== DATA EXTRACT ==
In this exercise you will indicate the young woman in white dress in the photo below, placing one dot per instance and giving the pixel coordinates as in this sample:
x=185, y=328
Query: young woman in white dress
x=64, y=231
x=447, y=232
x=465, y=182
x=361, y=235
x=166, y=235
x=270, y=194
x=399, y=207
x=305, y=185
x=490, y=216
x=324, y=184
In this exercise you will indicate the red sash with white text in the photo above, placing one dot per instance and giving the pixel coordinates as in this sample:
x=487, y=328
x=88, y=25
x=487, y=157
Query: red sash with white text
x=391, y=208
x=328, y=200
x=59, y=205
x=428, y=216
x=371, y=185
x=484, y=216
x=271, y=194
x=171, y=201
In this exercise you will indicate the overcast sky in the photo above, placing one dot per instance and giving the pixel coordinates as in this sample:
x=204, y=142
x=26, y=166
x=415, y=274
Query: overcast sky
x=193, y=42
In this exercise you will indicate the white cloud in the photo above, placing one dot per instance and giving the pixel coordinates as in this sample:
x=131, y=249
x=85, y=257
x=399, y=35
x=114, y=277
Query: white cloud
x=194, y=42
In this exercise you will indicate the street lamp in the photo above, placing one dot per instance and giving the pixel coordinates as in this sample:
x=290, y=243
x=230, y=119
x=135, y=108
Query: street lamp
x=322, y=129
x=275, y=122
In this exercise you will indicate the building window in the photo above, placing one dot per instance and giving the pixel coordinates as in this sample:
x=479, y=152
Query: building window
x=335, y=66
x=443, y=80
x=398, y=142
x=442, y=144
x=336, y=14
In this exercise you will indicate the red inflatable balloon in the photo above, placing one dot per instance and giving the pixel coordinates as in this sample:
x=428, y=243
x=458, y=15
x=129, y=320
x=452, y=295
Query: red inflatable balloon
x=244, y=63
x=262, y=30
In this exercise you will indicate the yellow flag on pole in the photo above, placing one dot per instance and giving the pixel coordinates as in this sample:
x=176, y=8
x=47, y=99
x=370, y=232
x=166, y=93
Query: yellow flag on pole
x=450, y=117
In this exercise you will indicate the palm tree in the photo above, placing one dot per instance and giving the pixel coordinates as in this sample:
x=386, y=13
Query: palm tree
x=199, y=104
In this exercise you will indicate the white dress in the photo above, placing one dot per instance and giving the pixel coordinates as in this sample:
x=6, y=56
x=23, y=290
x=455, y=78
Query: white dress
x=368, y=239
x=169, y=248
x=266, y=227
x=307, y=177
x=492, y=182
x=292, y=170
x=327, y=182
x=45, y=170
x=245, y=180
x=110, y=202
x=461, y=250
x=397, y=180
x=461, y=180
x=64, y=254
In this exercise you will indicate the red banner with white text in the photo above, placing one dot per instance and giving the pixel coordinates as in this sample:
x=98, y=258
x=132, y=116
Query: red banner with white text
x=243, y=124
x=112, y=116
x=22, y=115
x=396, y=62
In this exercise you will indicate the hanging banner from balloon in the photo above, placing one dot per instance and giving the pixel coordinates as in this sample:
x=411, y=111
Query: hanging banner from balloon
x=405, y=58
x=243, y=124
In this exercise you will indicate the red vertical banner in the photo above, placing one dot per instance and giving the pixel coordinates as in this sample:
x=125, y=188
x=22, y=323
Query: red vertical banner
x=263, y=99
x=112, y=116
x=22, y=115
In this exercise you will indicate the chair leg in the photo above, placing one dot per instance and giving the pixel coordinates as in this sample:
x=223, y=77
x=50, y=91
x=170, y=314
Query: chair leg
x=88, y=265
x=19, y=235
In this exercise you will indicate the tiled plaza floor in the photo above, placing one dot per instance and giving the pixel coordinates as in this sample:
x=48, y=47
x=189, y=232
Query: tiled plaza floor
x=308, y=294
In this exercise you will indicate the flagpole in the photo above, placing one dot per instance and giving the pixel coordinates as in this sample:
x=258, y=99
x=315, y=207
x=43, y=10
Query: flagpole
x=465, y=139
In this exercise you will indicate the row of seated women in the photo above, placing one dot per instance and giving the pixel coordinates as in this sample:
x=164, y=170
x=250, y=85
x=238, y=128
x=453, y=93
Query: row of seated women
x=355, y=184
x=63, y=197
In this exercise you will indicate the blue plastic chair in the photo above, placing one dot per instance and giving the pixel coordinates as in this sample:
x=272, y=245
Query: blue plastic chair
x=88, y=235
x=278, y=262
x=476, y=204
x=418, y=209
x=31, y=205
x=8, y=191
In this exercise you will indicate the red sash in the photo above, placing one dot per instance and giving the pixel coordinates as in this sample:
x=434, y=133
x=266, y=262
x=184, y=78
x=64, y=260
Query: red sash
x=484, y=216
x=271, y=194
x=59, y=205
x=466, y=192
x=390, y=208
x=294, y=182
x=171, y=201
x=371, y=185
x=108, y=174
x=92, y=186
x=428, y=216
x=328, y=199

== TASK DETAILS ==
All of the data above is to be transcribed without alteration.

== COMPLETED EXERCISE ==
In this exercise you will indicate the young woman in white dress in the photo below, placing one dot per instance and giving the pixel coordinates as in this sample:
x=185, y=328
Query: young woman in white dress
x=64, y=231
x=447, y=232
x=465, y=182
x=361, y=235
x=166, y=235
x=270, y=194
x=399, y=207
x=305, y=185
x=490, y=216
x=324, y=184
In this exercise you will indicate the red sash with white text in the photo above, placing one dot per instance and giving the pixel coordinates as in this sample:
x=487, y=328
x=88, y=25
x=487, y=157
Query: red sash with white text
x=391, y=208
x=328, y=200
x=59, y=205
x=428, y=216
x=371, y=185
x=484, y=216
x=271, y=194
x=171, y=201
In this exercise you will indicate the overcast sky in the photo above, placing one dot per instance and giving the pixel coordinates as in this sample:
x=204, y=142
x=26, y=166
x=415, y=274
Query: overcast sky
x=193, y=42
In this exercise you will indicate the white cloud in the photo above, placing one dot per instance and giving the pixel coordinates as in this sample:
x=131, y=249
x=85, y=257
x=399, y=35
x=114, y=277
Query: white cloud
x=194, y=42
In this exercise you will indicate the street lamp in the photo above, placing one dot per instance and giving the pixel coordinates as in this sample:
x=290, y=243
x=230, y=119
x=135, y=108
Query: street lamp
x=322, y=129
x=275, y=122
In this exercise you will indicate the building window in the photo above, placing one dot per instance and giving the pixel coordinates as in this sample:
x=479, y=152
Query: building window
x=335, y=66
x=443, y=80
x=398, y=142
x=442, y=144
x=336, y=14
In this exercise you will indicate the red inflatable balloon in the photo above, placing one dot per instance and giving the pixel coordinates as in this sample:
x=428, y=243
x=458, y=15
x=129, y=320
x=452, y=295
Query: red inflatable balloon
x=244, y=63
x=262, y=30
In this exercise you will indicate the yellow flag on pole in the photo above, placing one dot per instance and giving the pixel coordinates as in this sample:
x=176, y=8
x=47, y=99
x=370, y=232
x=166, y=93
Query: yellow flag on pole
x=450, y=117
In this exercise you will indicate the palm tree in the photo above, placing one dot per instance and giving the pixel coordinates as in this sample:
x=386, y=13
Query: palm tree
x=199, y=104
In this exercise you will indicate the white dress in the photo above, placing one dot per instance and giving the pixel coordinates as in this sample:
x=6, y=56
x=23, y=290
x=455, y=78
Query: white dress
x=368, y=239
x=169, y=248
x=266, y=227
x=307, y=177
x=492, y=182
x=292, y=170
x=327, y=182
x=45, y=170
x=245, y=180
x=110, y=202
x=461, y=250
x=397, y=180
x=461, y=180
x=64, y=254
In this exercise you will indicate the red banner with white text in the photo above, placing one dot per instance and giving the pixel coordinates as in this sample:
x=98, y=258
x=132, y=116
Query: red banner with white text
x=243, y=124
x=112, y=116
x=22, y=115
x=396, y=62
In this exercise you will indicate the hanging banner from balloon in the photo above, placing one dot per instance and giving the pixel coordinates as in this sample:
x=411, y=111
Query: hanging banner from balloon
x=405, y=58
x=243, y=124
In this exercise you will indicate the red vertical banner in the photo above, placing one dot per instance and giving the pixel coordinates as in this sample:
x=125, y=188
x=22, y=323
Query: red vertical banner
x=263, y=99
x=112, y=116
x=22, y=115
In this exercise you will indicate the chair leg in the photo above, placing one dot per instance and giving the pixel coordinates as in this sample:
x=223, y=77
x=50, y=91
x=170, y=314
Query: chair leg
x=88, y=265
x=19, y=235
In this exercise you will indicate the tiled plaza floor in the photo above, placing one dot per instance and giving the pixel coordinates as in this sample:
x=48, y=47
x=189, y=232
Query: tiled plaza floor
x=308, y=294
In this exercise you will indicate the flagpole in the photo above, placing one dot per instance and giving the pixel coordinates as in this sample:
x=258, y=99
x=315, y=207
x=43, y=10
Query: flagpole
x=465, y=139
In this exercise you will indicate the row of seated women in the photo above, placing one dot per instance and giving the pixel coordinates as in this sample:
x=164, y=170
x=250, y=85
x=238, y=128
x=453, y=93
Query: row of seated women
x=355, y=184
x=63, y=197
In this exercise you will indicate the blue plastic chair in the photo above, placing one dot per instance and giving the pixel coordinates as in this sample:
x=272, y=245
Query: blue plastic chair
x=88, y=235
x=278, y=262
x=476, y=204
x=418, y=209
x=31, y=205
x=8, y=191
In this exercise you will indicate the red sash in the photo above, placing one dot per instance and giving the pixel coordinates as in this sample:
x=434, y=133
x=266, y=262
x=184, y=78
x=64, y=260
Query: red sash
x=484, y=216
x=271, y=194
x=59, y=205
x=466, y=192
x=390, y=208
x=294, y=182
x=171, y=201
x=371, y=185
x=108, y=174
x=92, y=186
x=428, y=216
x=328, y=199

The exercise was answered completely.